Excerpted data:
☆ ☆ ☆ ☆
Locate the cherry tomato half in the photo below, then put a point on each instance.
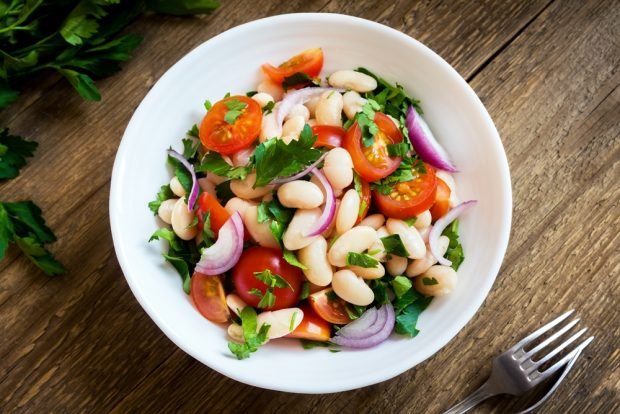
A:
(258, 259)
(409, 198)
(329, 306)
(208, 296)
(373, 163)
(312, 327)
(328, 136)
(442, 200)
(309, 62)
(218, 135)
☆ ☆ ☆ ☆
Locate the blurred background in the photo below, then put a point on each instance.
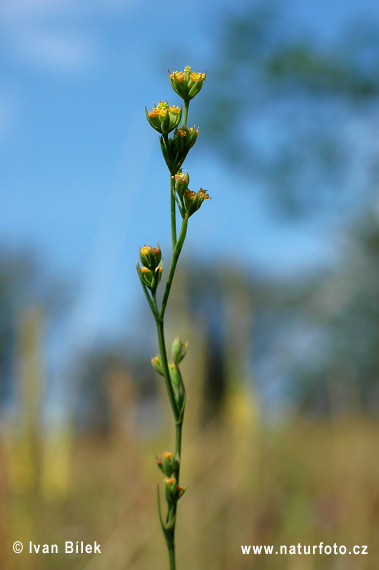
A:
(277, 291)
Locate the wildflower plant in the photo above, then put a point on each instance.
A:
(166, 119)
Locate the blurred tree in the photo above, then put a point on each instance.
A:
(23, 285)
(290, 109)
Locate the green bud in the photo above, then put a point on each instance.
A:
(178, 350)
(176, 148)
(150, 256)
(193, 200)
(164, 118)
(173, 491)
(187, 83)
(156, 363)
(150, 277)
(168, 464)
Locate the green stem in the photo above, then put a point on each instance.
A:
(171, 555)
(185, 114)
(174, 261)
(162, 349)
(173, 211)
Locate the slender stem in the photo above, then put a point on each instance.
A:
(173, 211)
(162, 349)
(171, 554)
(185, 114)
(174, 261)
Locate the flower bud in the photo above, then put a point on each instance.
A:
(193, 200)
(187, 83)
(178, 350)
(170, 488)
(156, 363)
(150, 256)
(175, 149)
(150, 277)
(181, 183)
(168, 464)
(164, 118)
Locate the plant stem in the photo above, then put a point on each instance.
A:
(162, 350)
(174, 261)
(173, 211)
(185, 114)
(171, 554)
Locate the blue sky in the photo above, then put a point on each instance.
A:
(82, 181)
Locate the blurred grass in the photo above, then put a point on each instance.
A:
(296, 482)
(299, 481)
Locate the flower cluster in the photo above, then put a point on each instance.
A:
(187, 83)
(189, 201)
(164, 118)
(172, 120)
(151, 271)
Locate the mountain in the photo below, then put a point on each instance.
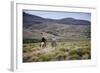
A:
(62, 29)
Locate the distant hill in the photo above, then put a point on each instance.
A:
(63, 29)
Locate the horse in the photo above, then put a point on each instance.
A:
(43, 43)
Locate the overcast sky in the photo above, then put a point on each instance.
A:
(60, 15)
☆ ☆ ☆ ☆
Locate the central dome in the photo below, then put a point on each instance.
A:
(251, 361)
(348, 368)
☆ ☆ ☆ ☆
Directions for this task:
Show the lines where the word "blurred" appears in the entries.

Exercise output:
Locate the blurred background in the photo below, then put a point on each instance.
Locate the blurred tree in the photo above, then put a point on each instance.
Locate the blurred grass in the photo above, then put a point on each instance.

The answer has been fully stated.